§ **AIM OF THE TASK**
Set down only what runs from the line containing "Need: the innermost point of each instance of the grass" through the last line of the data, exactly as it reads.

§ **THE DATA**

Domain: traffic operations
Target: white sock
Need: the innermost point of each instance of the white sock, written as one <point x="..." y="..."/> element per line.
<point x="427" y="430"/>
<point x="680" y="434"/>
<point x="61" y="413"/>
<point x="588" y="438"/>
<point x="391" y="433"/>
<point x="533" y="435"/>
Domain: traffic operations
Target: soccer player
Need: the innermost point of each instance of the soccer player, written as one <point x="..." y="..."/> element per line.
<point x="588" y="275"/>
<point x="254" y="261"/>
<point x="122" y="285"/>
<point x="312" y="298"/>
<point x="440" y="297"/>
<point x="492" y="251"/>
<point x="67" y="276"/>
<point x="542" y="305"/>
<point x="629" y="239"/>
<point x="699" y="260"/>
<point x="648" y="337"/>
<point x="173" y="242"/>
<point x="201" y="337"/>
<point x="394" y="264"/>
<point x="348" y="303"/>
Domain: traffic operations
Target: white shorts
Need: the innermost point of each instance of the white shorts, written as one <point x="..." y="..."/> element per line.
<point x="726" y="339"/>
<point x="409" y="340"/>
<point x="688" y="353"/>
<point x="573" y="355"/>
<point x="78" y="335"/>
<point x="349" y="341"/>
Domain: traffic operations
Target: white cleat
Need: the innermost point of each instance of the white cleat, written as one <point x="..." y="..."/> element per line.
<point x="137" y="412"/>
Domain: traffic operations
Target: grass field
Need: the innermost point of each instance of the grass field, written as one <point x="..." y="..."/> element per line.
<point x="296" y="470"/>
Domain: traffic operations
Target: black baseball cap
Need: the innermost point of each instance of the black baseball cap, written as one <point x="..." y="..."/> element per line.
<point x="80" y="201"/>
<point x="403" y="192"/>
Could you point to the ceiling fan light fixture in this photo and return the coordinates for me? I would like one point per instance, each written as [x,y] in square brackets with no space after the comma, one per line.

§ **THE ANSWER**
Need: the innermost point of each instance of the grass field, written as one <point x="..." y="..."/> element per line.
<point x="296" y="470"/>
Domain: traffic operations
Target: black baseball cap
Need: the innermost point of each instance of the black baseball cap, written as one <point x="..." y="..."/> element per line.
<point x="80" y="201"/>
<point x="403" y="192"/>
Could you point to the ceiling fan light fixture in this photo and return the coordinates for me? I would like one point per instance, each written as [x,y] in square brackets with no space after the comma, one per line.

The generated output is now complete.